> [The tasks]
a - From the performance report writing guide, return everything from "The following pages" down to "clarity and strength.", word for word.
b - According to the performance report writing guide, which five facets of a report matter most?
c - Extend the performance report writing guide past its last sentence.

> [Excerpted passage]
****************************************

SECTION PAGE Introduction . . . . . . . . 1
How to Write an Effective Report . . . . . 3
The OPR—Form and Format . . . . . 13
The EPR—Form and Format . . . . . . 23
The Promotion Recommendation Form . . . . 45
Reporting is an inevitable part of our careers as military members. Documents such as officer performance reports (OPR), enlisted performance reports (EPR), and promotion recommendation forms (PRF) are used in promotion boards, professional military education (PME) selections, selective early retirement boards (SERB), reductions in force (RIF), command and special duty selections, and courts martial. Equally as important is their use by commanders when looking to fill a position, selecting candidates for promotion, rank-ordering individuals for boards and other personnel actions. How well the report communicates the military member’s performance is pivotal in deciding his/her future. The reports also represent and communicate the 55th Wing mission to all other agencies who view them. Clear, concise, meaningful writing is the goal.
The following pages provide you with the tools you need to write a good performance report (PR)—one that accurately reflects the quality of the individual. Read this guide and use the tools—if you see a way to make it better, please let your PR monitor or your group executive officer know!
[Wing-specific guidelines are marked with a (W) to help you determine what is local policy].
WHAT’S IMPORTANT? We are most concerned with five major facets of a report: accuracy, timeliness, appearance, clarity and strength.
ACCURACY is obviously important in its own right, but it’s much more than just getting your facts straight. Accuracy also means communicating the intent effectively to the reader, no matter who the reader is. The paper must represent the person. Accuracy keeps the integrity of the author intact and eliminates any question about the factualness of the document. An inaccurate report reflects negatively on both the rater and ratee.
TIMELINESS is important because a report cannot help the member for a selection board if it is not in the records on time. Few things can be more damaging than reviewing records on an officer and seeing the most current evaluation is over a year old. What has he or she done recently? Although not intentional, an out-of-date record of performance could be a negative reflection on the ratee and may not accurately reflect the current level of responsibility or current promotion/job/PME recommendations. In fact, an enlisted person without a current report can actually be eliminated for promotion consideration at the same time as his/her peer group! (W) A late “shell” or “rip” from MilPDS/PCIII is not an excuse for a late or forgotten performance report. It remains the responsibility of the rater to ensure reports are completed on time.
APPEARANCE may seem trivial—so what, you may say, if there's a smudge on the page or a word is misspelled? The individual reading the report is not perfect either. However, we all make value judgments, subconsciously as well as consciously, when we read a report. The appearance of a report—spelling, punctuation, grammar, neatness—has an undeniable effect on the reader's judgment. For example, lines that do not fill the blocks—i.e., excessive “white space”—can send a distinct message, one that is almost always negative. Every effort should be made to eliminate errors and inconsistencies. We can’t afford to take a chance on anyone's career and livelihood. You don’t have to live with this report the rest of your life, but your ratee will.

****************************************

> [Data section]
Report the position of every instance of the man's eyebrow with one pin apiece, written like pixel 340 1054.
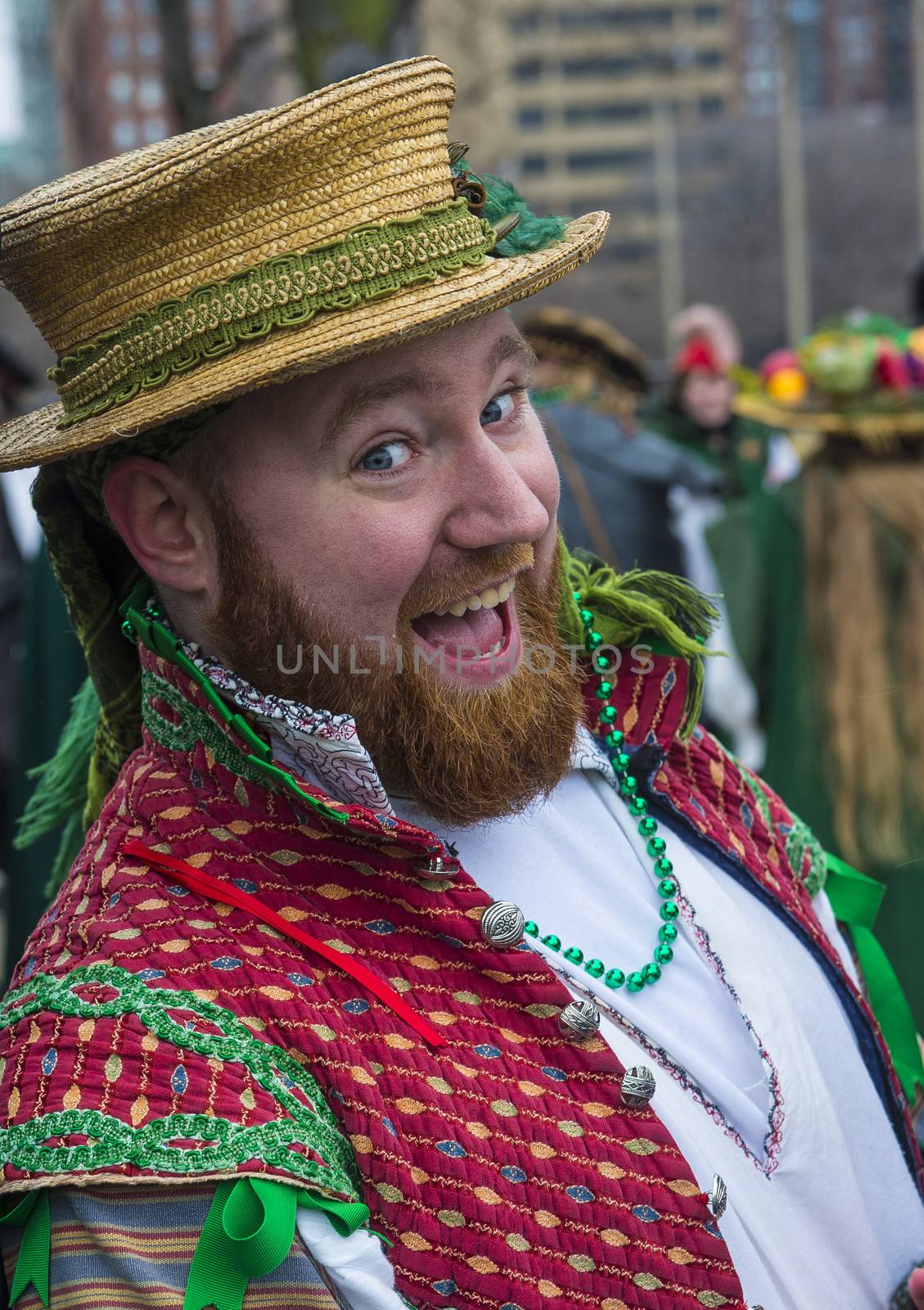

****************************************

> [The replies]
a -
The following pages provide you with the tools you need to write a good performance report (PR)—one that accurately reflects the quality of the individual. Read this guide and use the tools—if you see a way to make it better, please let your PR monitor or your group executive officer know!
[Wing-specific guidelines are marked with a (W) to help you determine what is local policy].
WHAT’S IMPORTANT? We are most concerned with five major facets of a report: accuracy, timeliness, appearance, clarity and strength.

b - Accuracy, timeliness, appearance, clarity and strength.

c -
CLARITY means writing simple, well-constructed sentences complete with subject, verb, and object. Never assume the reader understands the mission. NEVER try and talk around classified information. Determine how to express the accomplishments of the wing and the ratee through simple words and clear context. Ask yourself, “Would a person from any career field understand this document?” If the answer is no, review and revise.
STRENGTHis the most important aspect of a report or recommendation form. What has the ratee accomplished, and what were the RESULTS? Use hard-hitting facts! Stay away from generalized, flowery, or non-duty-related statements. Providing accurate and strong statements regarding a ratee's performance gives the reader a picture of how this individual fits in and stands out. Use stratification and quantitative figures when possible. Remember that stratification without qualification is meaningless. Bottom line—accurately conveyed results will leave a long-lasting impression.
REFERENCES. For further information, consult the appropriate AF instruction or administrative document:
AFI 36-2406, Officer and Enlisted Evaluation Systems
AFH 33-337, The Tongue and Quill
How to Write an Effective Report
The words, the sentence structure and the thoughts portrayed in each line of a report must be put together correctly to create the most effective report possible. Effective writing is more art than science, and like art, it involves skills. Not everyone will be born with these skills, but everyone can improve themselves with education and practice. Effective writing cannot take the “cookie-cutter” approach by simply choosing a phrase from Column A and another from Column B.
Just as each military member is unique, each report is unique and must tell its own story. The goal of the author of the report is to paint the most accurate picture of the ratee. Not everyone will receive the best possible report, but everyone should receive the best report possible. Each report must be the best representation of that person.
In order to write the most effective reports, there are three levels of understanding:
Rules—to be followed by everyone in the generation of OPRs, EPRs, and PRFs (AFIs, etc.).
Guidelines—more subjective than rules, usually commander-specific (when to use bullets, etc.).
Techniques—“tricks of the trade” used to make the reports more effective (how to stratify, active vs. passive voice, etc.).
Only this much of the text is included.